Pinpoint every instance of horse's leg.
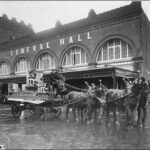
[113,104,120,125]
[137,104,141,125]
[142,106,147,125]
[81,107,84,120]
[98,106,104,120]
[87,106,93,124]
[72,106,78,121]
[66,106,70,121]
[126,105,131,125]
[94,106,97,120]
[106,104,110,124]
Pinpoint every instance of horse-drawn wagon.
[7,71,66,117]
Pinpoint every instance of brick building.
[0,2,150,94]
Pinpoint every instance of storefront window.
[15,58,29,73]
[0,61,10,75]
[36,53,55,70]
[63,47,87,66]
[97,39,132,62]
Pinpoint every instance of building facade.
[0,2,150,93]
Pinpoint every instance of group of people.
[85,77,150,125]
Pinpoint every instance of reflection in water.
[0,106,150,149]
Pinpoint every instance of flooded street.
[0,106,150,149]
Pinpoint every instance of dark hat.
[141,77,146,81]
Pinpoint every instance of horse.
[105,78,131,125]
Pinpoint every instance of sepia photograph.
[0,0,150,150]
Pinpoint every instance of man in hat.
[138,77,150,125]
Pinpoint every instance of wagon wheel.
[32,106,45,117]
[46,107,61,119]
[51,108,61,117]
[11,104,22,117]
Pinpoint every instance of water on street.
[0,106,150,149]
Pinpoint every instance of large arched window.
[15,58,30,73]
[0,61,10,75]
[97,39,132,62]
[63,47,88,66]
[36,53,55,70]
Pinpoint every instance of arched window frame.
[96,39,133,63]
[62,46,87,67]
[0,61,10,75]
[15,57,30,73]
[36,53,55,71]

---

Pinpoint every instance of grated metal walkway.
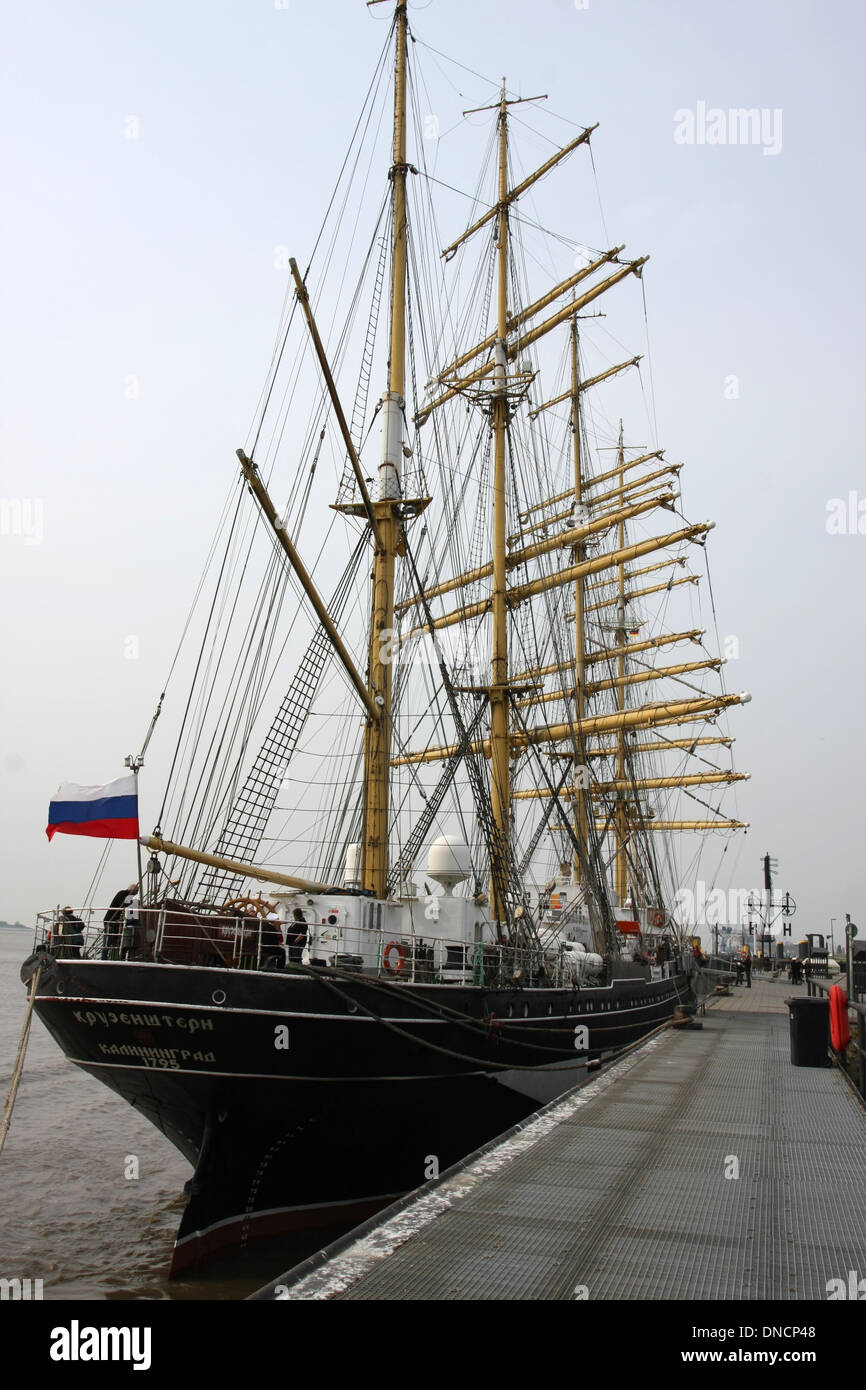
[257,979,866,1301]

--

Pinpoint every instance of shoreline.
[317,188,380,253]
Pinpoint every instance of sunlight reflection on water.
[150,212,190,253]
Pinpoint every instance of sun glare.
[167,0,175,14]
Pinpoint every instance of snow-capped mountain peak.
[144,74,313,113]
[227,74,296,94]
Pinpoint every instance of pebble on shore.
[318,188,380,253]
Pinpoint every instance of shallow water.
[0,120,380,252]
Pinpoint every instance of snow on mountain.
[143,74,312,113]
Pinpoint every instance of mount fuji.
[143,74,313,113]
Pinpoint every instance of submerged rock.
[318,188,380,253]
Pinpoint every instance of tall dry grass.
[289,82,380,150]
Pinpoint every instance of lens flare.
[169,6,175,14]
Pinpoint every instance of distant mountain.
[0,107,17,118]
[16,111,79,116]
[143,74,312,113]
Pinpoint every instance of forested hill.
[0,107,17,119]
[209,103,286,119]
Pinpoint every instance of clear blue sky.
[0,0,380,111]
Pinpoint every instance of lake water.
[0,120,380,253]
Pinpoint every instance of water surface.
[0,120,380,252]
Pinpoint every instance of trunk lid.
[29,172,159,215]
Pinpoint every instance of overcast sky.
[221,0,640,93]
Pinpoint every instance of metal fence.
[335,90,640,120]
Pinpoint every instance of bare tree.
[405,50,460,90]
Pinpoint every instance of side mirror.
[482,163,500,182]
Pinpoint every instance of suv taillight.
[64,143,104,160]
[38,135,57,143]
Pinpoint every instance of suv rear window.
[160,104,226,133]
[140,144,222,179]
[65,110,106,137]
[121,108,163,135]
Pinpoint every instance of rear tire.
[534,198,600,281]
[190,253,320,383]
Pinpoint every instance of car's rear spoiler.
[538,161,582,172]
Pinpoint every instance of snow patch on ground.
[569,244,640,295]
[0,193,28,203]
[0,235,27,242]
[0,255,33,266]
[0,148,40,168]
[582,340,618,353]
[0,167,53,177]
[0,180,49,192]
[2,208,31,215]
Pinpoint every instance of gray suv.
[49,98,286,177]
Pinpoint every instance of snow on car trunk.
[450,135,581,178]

#### [TASK INSTRUCTIONS]
Rewrite the records from the line containing "Pinpoint every instance of pebble on shore." through the line containing "[289,82,380,150]", swapping "shallow water" for "still water" and keeping everything else the same.

#### [FINISHED ANSWER]
Pinpoint every instance of pebble on shore.
[318,188,380,253]
Pinpoint every instance of still water.
[0,120,380,252]
Pinpoint every instance of snow on mountain.
[143,74,312,113]
Pinpoint every instance of mount fuji.
[143,74,313,113]
Pinpoint every instance of submerged rock.
[318,188,380,253]
Pinpoint every instance of tall dry grass.
[289,82,380,150]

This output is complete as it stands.